## [Given problem]
Reproduce every one of the records below word for word, keeping each line and each coordinate list unchanged.

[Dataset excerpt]

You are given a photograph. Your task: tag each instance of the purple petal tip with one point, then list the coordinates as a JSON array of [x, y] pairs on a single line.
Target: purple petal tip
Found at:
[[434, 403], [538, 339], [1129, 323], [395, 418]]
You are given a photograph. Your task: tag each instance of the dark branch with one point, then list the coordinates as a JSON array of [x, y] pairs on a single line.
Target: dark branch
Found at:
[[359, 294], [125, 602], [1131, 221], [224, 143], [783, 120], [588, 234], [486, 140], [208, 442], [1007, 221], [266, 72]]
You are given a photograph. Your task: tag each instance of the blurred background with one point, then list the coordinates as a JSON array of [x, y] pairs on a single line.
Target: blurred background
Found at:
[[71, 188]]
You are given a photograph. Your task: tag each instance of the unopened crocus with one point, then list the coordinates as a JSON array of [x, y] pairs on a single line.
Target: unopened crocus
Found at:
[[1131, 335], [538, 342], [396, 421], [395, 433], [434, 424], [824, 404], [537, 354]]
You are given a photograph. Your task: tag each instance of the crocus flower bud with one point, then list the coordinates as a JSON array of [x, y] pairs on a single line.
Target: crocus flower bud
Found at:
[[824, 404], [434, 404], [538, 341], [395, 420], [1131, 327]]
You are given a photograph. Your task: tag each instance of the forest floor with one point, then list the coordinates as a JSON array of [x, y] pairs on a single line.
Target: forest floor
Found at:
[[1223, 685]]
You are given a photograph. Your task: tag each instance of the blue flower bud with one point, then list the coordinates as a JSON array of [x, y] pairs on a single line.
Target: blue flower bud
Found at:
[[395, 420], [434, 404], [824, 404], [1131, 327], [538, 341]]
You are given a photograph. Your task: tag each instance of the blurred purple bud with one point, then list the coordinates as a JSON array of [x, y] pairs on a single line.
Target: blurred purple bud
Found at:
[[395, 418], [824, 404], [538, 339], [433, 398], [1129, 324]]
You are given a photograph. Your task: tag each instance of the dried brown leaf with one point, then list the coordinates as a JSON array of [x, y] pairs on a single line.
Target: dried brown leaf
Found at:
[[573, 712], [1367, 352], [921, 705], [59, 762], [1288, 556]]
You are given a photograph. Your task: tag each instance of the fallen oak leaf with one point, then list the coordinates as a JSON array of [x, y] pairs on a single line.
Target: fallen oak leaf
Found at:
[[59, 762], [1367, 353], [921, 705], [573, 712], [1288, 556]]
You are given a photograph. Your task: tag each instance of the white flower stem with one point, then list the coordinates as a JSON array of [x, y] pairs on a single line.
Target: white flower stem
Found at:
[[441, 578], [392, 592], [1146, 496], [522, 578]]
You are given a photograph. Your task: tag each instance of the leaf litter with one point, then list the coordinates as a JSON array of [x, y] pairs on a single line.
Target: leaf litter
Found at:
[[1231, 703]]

## [Reply]
You are given a photograph. Your task: tag each instance of the purple petal tip with one point, then list the coordinates as a JSON array of [x, y] pairs on a single line.
Target: purple petal tip
Found at:
[[434, 403], [538, 339], [1129, 323], [395, 418]]
You are given a photograph. Your task: tag each instance of the dark branch with one point, then list the coordinates as a JSON array of [x, y] pairs on a single line.
Target: dark branch
Found at:
[[359, 294], [125, 602], [1131, 221], [224, 143], [783, 120], [588, 234], [486, 140], [208, 442], [1007, 221], [266, 72]]
You are given a photograph. Your task: tag each instance of the blurred background with one point, then list the coordinates as a JSON array of [x, y] pairs on a single line.
Target: blurred background
Found at:
[[71, 188]]
You are given a photograph. Your task: tag each instance of the unopened crocus with one point, then list the coordinates as a JSON array of [x, y] pairs on a single line.
Target: unopened crocus
Found at:
[[1131, 335], [538, 342], [396, 421], [395, 433], [434, 424], [824, 404], [537, 354]]
You are given a photograph. Your task: tag each instance of the crocus flower bud with one point, then list the coordinates as a JSON array of [x, y] pairs on a single line.
Target: crocus flower bud
Found at:
[[824, 404], [434, 404], [538, 341], [395, 420], [1131, 327]]
You are given a photograph. Your task: tag each instance of the forest floor with one point, then list the coordinates as a JSON array of [x, y] pairs on a single line.
Target: forest floor
Found at:
[[1223, 685]]
You are given a photograph. Your task: tag each instance of the blue flower bud with one point, then list the coordinates as a JSON array of [x, y] pairs on a single line.
Target: blue flower bud
Found at:
[[395, 420], [434, 404], [824, 404], [1131, 327], [538, 341]]
You are given a photograph. Your task: tag each instance of the blurred purple bud with one point, then list the coordinates as a JSON array of [x, y] pairs on a single line.
Target: blurred purple bud
Found at:
[[395, 418], [824, 404], [538, 339], [433, 398], [1129, 324]]
You are given a photograph. Your task: tag each instance of the dried brown leaf with one point, then list the coordinates as a JSON array of [x, y] pairs on a single line.
Target: dried brown leaf
Found at:
[[573, 712], [1367, 352], [921, 705], [59, 762], [1288, 556]]
You are given a photograph. Your task: tag each instance of the fallen oak leaf with one point, then list the coordinates as a JSON array of [x, y] pairs on a single line.
Target: fallen oak leaf
Found at:
[[59, 762], [1367, 353], [921, 705], [573, 712], [1288, 556]]
You are given a photograph. Your task: tag each instance of the white flower stem with one point, then list the coordinates as a JSON array of [x, y] pairs on a single line.
Target: white flower stem
Found at:
[[441, 578], [392, 592], [1146, 496], [522, 578]]
You are given a photograph. Your task: tag each instance of the leaf litter with one point, then list the coordinates as a JSON array of [x, y] pairs on a single line.
Target: leaf litter
Found at:
[[1231, 703]]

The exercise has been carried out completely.